** Begin **

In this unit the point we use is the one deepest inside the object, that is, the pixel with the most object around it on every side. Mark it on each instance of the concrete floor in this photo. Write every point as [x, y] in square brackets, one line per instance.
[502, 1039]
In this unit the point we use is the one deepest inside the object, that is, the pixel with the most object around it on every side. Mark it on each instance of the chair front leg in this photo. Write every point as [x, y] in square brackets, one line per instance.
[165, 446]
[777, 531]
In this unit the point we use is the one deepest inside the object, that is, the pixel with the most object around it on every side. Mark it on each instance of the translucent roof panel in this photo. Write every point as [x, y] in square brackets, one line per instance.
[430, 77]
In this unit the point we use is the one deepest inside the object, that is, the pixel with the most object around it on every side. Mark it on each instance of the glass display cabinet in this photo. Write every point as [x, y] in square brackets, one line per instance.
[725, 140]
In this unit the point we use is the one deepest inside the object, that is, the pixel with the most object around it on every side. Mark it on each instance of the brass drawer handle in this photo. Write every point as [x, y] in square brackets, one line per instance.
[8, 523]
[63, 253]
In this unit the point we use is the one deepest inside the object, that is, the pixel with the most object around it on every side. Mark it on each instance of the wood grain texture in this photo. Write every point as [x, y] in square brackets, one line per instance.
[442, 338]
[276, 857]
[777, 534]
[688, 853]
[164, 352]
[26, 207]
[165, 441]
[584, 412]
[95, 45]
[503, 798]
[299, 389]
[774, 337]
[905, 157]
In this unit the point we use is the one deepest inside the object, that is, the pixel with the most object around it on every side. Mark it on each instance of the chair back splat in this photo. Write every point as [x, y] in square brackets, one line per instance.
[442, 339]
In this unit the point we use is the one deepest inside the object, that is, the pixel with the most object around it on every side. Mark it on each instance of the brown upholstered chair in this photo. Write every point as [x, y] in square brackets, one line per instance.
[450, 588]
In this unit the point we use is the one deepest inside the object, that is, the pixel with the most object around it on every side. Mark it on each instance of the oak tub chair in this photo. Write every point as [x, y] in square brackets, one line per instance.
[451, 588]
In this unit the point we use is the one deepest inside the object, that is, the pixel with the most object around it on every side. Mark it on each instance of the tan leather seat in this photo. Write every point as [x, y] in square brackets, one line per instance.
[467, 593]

** End **

Word for word, extract all the records.

Reply to the exercise ::
In this unit the point we use is the one deepest inside the object, that is, the pixel with the most object around it on every side. Mark it on each instance of the concrete floor in this photo. Write every point as [x, y] in square brackets, one line per instance.
[502, 1039]
In this unit the point we use is the one deepest inside the object, that is, the pixel with the most object around it on every side. Mark it on each instance of the chair front leg in this photo. Write every point as [x, y] in square brackets, one line per instance.
[165, 446]
[777, 531]
In this unit the point we use is the one deepest inside the object, that is, the pixel with the most object around it on every side. Mark it on each instance of the translucent roof panel in this photo. Write every point as [x, y] in square brackets, one line per instance.
[430, 77]
In this unit the point we use is the one deepest inside the object, that is, the pixel with the most object around it on every side. Mark it on each instance of the glass display cabinet in this photo. Write every point as [x, y] in square brackets, one line per instance.
[725, 140]
In this unit the point we use is the one deepest inside the object, that is, the pixel with the most object around it on every side. Mark it on each instance of the brass drawer handle in this photo. Write every point as [x, y] in square brackets, one line per instance.
[8, 523]
[63, 253]
In this unit the point we use is the one deepest inside the object, that is, the pixel with the most object around it on every side. Mark it on each instance of the wood grain texture in this photo. Write every point as [x, y] in square brackets, one line per instance.
[442, 338]
[276, 857]
[777, 534]
[688, 853]
[164, 352]
[26, 207]
[165, 441]
[584, 412]
[95, 45]
[503, 798]
[299, 389]
[774, 337]
[905, 157]
In this unit the point we use is the one deepest inside the object, that is, the pixel with the most object around it on every side. Mark it on each instance of the chair back splat in this photo. Write every point as [x, y] in square brackets, one line per instance.
[442, 339]
In this unit the point we use is the one deepest inside the object, that is, the pixel with the most object around it on every side. Mark it on each instance of the brown upholstered chair in this photo. Write every point as [x, y] in square brackets, one line per instance.
[450, 588]
In this unit the point we use is the one deepest inside the object, that is, the pixel with the most object around it on every side. Mark it on each instance of the oak tub chair in this photo. Write every point as [x, y] in square brackets, one line per instance.
[451, 588]
In this unit the point we use is the one deepest inside the object, that is, the pixel with the most object around it on every side. Mark it on each instance of the tan leather seat in this photo. Write every point as [x, y] in square brackets, one line per instance.
[467, 593]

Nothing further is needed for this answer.